§ **Referring expression pointing data**
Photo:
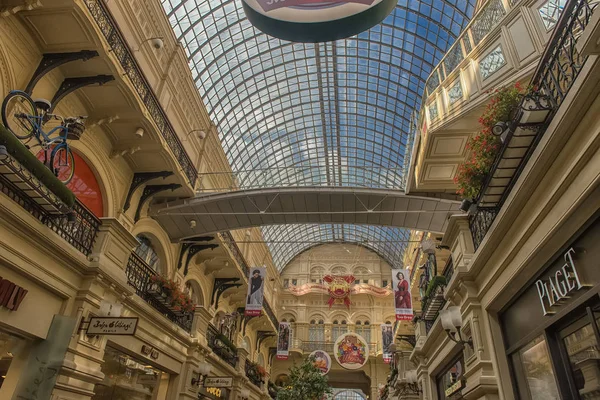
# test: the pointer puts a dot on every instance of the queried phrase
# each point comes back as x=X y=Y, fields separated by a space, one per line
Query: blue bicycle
x=24 y=117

§ **Work to be completed**
The response should consist of the entries above, given again exactly and free of pictures.

§ **Completed task**
Photo:
# test: the pointer puts a dot on every instance of the queried phrase
# each point comes back as x=X y=Y, fields separated by a space, one per line
Query: blue bicycle
x=24 y=117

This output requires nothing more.